+++ Records provided +++

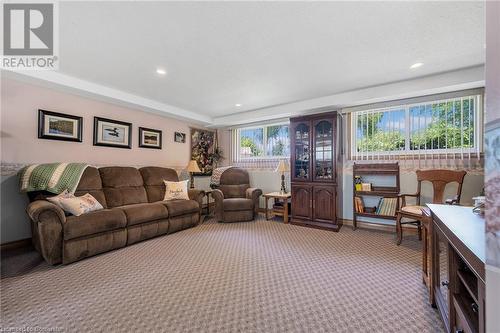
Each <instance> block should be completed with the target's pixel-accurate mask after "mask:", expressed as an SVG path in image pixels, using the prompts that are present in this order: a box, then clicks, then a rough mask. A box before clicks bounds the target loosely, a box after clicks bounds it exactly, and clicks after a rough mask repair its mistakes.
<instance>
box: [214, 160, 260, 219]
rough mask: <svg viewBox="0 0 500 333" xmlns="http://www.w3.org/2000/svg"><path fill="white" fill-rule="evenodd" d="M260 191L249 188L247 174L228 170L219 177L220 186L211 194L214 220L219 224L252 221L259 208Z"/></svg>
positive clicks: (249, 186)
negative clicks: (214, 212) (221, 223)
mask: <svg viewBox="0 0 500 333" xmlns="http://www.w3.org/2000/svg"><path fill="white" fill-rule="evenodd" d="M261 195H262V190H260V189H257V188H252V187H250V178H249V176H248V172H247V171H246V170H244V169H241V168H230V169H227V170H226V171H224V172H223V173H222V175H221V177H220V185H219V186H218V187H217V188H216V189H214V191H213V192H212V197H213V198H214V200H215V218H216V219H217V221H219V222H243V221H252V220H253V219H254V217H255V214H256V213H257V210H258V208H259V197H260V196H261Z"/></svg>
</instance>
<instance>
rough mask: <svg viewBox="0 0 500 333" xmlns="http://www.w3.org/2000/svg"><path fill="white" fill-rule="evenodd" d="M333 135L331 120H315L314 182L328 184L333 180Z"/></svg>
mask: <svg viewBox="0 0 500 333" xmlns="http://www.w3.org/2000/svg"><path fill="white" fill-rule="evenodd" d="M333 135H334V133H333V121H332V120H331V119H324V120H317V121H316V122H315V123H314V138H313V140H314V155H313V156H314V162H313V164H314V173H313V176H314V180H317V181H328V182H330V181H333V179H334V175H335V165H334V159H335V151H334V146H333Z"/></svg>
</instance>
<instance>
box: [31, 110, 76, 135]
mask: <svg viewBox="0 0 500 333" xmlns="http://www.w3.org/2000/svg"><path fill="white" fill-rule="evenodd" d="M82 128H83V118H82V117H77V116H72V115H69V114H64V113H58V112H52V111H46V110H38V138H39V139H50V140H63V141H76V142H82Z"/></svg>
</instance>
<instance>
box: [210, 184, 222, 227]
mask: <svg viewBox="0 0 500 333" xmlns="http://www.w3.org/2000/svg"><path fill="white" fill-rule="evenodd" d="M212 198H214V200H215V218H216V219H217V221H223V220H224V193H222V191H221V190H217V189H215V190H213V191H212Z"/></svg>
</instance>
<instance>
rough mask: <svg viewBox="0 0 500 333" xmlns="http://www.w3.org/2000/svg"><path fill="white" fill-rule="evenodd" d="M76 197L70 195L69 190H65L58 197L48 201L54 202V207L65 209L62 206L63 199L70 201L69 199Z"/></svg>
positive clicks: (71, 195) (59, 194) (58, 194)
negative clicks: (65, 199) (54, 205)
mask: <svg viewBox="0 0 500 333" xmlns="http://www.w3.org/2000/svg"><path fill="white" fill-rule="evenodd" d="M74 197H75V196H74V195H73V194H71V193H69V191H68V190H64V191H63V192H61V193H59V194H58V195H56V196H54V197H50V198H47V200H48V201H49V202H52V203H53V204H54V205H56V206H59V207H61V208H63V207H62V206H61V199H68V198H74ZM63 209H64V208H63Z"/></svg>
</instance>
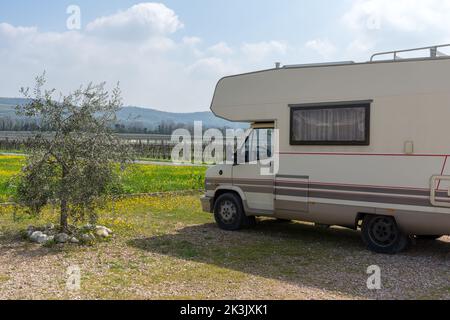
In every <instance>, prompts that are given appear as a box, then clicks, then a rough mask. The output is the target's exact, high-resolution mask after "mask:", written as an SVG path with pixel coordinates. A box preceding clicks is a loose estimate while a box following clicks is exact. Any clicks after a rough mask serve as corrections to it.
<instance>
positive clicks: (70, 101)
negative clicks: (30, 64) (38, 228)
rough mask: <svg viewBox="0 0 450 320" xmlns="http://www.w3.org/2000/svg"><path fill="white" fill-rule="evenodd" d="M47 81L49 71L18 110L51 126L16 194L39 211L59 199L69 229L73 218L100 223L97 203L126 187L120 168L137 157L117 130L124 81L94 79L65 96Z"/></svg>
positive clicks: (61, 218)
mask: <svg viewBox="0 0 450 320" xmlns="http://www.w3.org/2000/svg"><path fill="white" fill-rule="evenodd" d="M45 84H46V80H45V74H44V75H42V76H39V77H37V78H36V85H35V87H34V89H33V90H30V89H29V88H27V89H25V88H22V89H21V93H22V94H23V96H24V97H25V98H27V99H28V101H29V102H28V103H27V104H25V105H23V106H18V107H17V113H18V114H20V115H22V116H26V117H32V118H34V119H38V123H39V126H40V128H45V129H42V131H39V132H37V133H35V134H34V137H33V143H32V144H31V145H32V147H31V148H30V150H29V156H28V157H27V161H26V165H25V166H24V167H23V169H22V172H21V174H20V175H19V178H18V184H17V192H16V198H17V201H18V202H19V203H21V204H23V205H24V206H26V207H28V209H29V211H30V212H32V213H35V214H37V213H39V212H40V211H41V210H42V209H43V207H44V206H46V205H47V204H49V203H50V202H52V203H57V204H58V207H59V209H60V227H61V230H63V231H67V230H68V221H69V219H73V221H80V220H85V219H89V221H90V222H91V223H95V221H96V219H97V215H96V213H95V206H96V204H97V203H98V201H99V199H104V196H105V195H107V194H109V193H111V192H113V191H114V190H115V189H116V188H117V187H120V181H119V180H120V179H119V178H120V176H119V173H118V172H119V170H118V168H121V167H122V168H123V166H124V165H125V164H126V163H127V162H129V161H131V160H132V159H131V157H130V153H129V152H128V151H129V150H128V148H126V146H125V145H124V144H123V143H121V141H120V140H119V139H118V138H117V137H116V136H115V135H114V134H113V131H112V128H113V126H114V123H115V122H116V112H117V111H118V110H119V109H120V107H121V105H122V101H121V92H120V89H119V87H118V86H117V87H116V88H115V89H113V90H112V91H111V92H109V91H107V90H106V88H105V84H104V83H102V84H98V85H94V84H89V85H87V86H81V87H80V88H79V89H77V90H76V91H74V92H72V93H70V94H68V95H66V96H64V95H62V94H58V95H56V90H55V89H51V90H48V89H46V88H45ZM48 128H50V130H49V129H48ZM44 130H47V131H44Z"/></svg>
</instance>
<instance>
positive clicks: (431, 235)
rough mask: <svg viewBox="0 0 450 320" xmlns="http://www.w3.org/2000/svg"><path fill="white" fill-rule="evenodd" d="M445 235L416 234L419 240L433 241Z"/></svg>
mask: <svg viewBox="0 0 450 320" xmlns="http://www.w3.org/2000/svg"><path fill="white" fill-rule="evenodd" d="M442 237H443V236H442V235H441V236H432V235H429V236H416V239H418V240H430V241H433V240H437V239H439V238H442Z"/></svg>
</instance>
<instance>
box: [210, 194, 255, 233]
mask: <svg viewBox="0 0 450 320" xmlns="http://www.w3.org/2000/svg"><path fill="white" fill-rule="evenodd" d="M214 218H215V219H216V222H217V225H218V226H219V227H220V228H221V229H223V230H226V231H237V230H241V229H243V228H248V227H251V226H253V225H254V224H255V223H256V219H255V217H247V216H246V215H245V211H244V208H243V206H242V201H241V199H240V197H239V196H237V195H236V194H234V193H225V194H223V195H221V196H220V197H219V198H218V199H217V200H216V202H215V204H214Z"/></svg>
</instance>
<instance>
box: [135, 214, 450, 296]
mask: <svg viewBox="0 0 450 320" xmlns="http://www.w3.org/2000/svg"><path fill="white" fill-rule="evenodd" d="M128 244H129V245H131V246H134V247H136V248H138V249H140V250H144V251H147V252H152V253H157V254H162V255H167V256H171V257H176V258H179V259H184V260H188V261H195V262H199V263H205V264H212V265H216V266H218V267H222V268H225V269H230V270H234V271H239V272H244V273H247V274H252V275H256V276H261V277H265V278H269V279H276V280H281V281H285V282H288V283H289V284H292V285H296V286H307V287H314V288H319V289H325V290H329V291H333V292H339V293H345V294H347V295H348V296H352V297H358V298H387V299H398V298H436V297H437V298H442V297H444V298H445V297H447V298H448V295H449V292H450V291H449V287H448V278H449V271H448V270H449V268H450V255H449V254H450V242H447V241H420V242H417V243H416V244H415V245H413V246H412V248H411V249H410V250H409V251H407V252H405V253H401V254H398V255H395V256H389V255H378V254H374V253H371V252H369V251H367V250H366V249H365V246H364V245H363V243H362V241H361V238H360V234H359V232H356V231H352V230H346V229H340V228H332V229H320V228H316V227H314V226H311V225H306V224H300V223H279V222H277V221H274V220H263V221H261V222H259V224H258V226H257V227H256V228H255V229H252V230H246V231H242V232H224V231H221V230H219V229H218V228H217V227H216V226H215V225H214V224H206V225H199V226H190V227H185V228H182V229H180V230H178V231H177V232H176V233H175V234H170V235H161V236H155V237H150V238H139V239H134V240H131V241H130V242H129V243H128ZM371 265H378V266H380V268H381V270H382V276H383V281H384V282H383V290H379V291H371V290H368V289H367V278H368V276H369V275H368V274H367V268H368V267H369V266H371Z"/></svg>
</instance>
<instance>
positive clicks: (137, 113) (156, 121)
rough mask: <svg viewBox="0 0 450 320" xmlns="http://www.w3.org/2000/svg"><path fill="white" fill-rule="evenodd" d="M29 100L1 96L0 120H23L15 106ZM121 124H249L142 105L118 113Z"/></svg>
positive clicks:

+++

▶ [Exercise goal] Taking the line with "135L331 120H315L314 182L328" as the first and the line with "positive clicks: (71, 195)" as the last, retype that stretch of the data above exactly, with no other lines.

▶ [Exercise response]
rough mask: <svg viewBox="0 0 500 333" xmlns="http://www.w3.org/2000/svg"><path fill="white" fill-rule="evenodd" d="M333 135L331 120H315L314 182L328 184L333 180Z"/></svg>
mask: <svg viewBox="0 0 500 333" xmlns="http://www.w3.org/2000/svg"><path fill="white" fill-rule="evenodd" d="M333 135H334V133H333V121H332V120H331V119H324V120H317V121H316V122H315V123H314V138H313V140H314V155H313V156H314V162H313V164H314V173H313V176H314V180H317V181H328V182H330V181H333V179H334V175H335V165H334V159H335V151H334V146H333Z"/></svg>
</instance>
<instance>
box: [31, 110, 76, 135]
mask: <svg viewBox="0 0 500 333" xmlns="http://www.w3.org/2000/svg"><path fill="white" fill-rule="evenodd" d="M82 128H83V118H82V117H77V116H72V115H69V114H64V113H58V112H52V111H46V110H38V138H39V139H50V140H63V141H76V142H82Z"/></svg>
</instance>
<instance>
box: [210, 184, 222, 227]
mask: <svg viewBox="0 0 500 333" xmlns="http://www.w3.org/2000/svg"><path fill="white" fill-rule="evenodd" d="M212 198H214V200H215V218H216V219H217V221H223V220H224V193H222V191H221V190H217V189H215V190H213V191H212Z"/></svg>
</instance>
<instance>
rough mask: <svg viewBox="0 0 500 333" xmlns="http://www.w3.org/2000/svg"><path fill="white" fill-rule="evenodd" d="M76 197L70 195L69 190H65L58 197L48 201L54 202V207L65 209L62 206L63 199L70 201L69 199Z"/></svg>
positive clicks: (71, 195) (59, 194) (58, 194)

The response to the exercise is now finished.